Work to be completed: Will you transcribe the entries that follow, exactly and in full?

[Records]
— BEGIN —

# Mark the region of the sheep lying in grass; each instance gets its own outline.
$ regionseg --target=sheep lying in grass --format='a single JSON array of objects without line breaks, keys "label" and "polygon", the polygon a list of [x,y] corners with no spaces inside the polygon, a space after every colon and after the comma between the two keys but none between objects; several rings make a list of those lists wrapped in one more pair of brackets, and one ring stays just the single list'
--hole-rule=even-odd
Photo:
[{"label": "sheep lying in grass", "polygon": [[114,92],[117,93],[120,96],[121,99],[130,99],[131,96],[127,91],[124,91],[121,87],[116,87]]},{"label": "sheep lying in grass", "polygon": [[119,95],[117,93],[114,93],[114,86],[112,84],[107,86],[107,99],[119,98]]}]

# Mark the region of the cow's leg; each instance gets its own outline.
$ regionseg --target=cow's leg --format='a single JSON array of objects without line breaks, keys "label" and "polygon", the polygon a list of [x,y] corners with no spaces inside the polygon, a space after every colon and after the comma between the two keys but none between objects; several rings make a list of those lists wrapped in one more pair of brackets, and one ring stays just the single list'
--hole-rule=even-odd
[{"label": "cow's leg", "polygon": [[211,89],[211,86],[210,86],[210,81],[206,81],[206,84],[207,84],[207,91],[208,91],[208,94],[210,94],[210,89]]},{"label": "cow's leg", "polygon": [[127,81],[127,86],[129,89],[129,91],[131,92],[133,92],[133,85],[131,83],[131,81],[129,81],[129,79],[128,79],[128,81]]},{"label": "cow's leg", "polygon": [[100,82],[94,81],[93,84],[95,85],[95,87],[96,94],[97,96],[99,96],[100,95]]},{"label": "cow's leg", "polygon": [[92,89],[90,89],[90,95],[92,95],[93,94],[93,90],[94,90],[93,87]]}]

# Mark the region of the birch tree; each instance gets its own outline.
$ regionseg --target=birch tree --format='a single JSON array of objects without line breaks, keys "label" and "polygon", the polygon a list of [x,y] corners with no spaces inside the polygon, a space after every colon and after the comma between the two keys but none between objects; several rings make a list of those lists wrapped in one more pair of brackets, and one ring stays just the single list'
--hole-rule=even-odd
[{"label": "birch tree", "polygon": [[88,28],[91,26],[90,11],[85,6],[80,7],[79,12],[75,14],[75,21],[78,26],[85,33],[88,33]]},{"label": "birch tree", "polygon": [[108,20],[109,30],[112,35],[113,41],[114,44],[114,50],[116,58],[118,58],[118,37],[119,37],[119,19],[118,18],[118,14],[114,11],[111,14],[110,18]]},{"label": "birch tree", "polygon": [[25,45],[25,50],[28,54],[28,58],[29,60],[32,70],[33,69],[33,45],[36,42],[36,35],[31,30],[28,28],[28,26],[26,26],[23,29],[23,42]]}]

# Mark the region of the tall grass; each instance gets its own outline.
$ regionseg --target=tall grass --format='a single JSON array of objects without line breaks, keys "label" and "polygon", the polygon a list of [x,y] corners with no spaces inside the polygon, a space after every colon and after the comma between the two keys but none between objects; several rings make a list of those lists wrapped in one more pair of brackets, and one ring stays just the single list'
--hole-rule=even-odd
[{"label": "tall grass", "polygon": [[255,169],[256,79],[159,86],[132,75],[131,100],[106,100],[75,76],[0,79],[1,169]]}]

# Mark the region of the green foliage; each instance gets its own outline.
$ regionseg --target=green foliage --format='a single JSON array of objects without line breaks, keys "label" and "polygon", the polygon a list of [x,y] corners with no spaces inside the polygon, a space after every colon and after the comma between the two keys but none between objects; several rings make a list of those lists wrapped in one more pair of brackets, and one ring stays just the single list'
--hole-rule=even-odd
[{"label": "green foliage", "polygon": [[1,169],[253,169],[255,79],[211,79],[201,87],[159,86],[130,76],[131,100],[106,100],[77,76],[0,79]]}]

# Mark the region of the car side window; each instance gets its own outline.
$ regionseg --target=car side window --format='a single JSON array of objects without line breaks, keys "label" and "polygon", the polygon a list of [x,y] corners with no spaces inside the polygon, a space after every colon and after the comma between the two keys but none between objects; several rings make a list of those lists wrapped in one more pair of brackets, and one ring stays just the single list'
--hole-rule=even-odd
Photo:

— END —

Task output:
# Mark the region of the sheep lying in grass; each instance gets its own outline.
$ regionseg --target=sheep lying in grass --format='a single JSON array of objects without line breaks, keys "label" and "polygon", the polygon a list of [x,y] corners with no spaces inside the polygon, a space after every colon and after the comma between the two keys but none between objects; several rings make a list of those lists wrapped in one more pair of brackets, and one ring stays just the single list'
--hole-rule=even-odd
Photo:
[{"label": "sheep lying in grass", "polygon": [[114,92],[117,93],[120,96],[121,99],[130,99],[131,96],[127,91],[124,91],[121,87],[116,87]]},{"label": "sheep lying in grass", "polygon": [[119,95],[117,93],[114,93],[114,86],[112,84],[107,86],[107,99],[119,98]]}]

# Mark the region of the cow's leg; each instance gets its own outline.
$ regionseg --target=cow's leg --format='a single JSON array of objects without line breaks, keys "label" and "polygon", the polygon a list of [x,y] corners with no spaces inside the polygon, a space after every colon and after the comma between the two keys but none between objects; several rings make a list of those lists wrapped in one more pair of brackets, and one ring stays just the single list'
--hole-rule=even-odd
[{"label": "cow's leg", "polygon": [[211,89],[211,86],[210,86],[210,81],[206,81],[206,84],[207,84],[207,91],[208,91],[208,94],[210,94],[210,89]]},{"label": "cow's leg", "polygon": [[127,81],[127,86],[129,89],[129,91],[131,92],[133,92],[133,85],[131,83],[131,81],[129,81],[129,79],[128,79],[128,81]]},{"label": "cow's leg", "polygon": [[100,82],[94,81],[93,84],[95,85],[95,87],[96,94],[97,96],[99,96],[100,95]]},{"label": "cow's leg", "polygon": [[92,89],[90,89],[90,95],[92,95],[93,94],[93,90],[94,90],[93,87]]}]

# Mark the region of the birch tree; each instance gets its own outline.
$ regionseg --target=birch tree --format='a single JSON array of objects without line breaks, keys "label" and "polygon", the polygon a list of [x,y] corners with no spaces inside the polygon, a space after every colon and after the comma between the two keys but none between objects; several rings make a list of those lists wrapped in one more pair of brackets, and one ring stays just the single list'
--hole-rule=even-odd
[{"label": "birch tree", "polygon": [[88,28],[91,26],[90,11],[85,6],[80,7],[79,12],[75,14],[75,21],[78,26],[85,33],[88,33]]},{"label": "birch tree", "polygon": [[108,20],[109,30],[112,35],[113,41],[114,44],[114,50],[116,58],[118,58],[118,37],[119,37],[119,19],[118,18],[118,14],[114,11],[111,14],[110,18]]},{"label": "birch tree", "polygon": [[25,45],[25,50],[28,54],[28,58],[29,60],[32,70],[33,69],[33,45],[36,42],[36,35],[31,30],[28,28],[28,26],[26,26],[23,29],[23,42]]}]

# Mark the region of the tall grass; each instance gets its own outline.
$ regionseg --target=tall grass --format='a single JSON array of objects without line breaks, keys "label" and "polygon", the polygon a list of [x,y] corners with no spaces inside the polygon, a space after every colon and after the comma between the two keys but none between objects; several rings make a list of those lists wrapped in one more pair of brackets, and one ring stays just the single list'
--hole-rule=even-odd
[{"label": "tall grass", "polygon": [[255,169],[256,79],[159,86],[132,75],[131,100],[106,100],[75,76],[0,79],[1,169]]}]

# Mark the region of the green foliage; each instance gets its own outline.
$ regionseg --target=green foliage --format='a single JSON array of objects without line breaks, keys "label" and "polygon", the polygon a list of [x,y] corners with no spaces inside the polygon, a space after every colon and after the comma between the two keys but none between objects; several rings make a list of those lists wrapped in one more pair of brackets, and one ring stays just the single list'
--hole-rule=even-odd
[{"label": "green foliage", "polygon": [[1,169],[253,169],[255,79],[211,79],[201,87],[159,86],[130,76],[131,100],[106,100],[77,76],[0,79]]}]

# Mark the region of the car side window; each instance gets its own outline.
$ regionseg --target=car side window --format='a single JSON array of objects without line breaks, keys "label" and "polygon", the polygon a list of [x,y] corners with no spaces inside the polygon, a space after every colon and after the comma between the two keys but none between objects; several rings make a list of those lists wrapped in one more pair of brackets, and one ring stays just the single list'
--hole-rule=even-odd
Photo:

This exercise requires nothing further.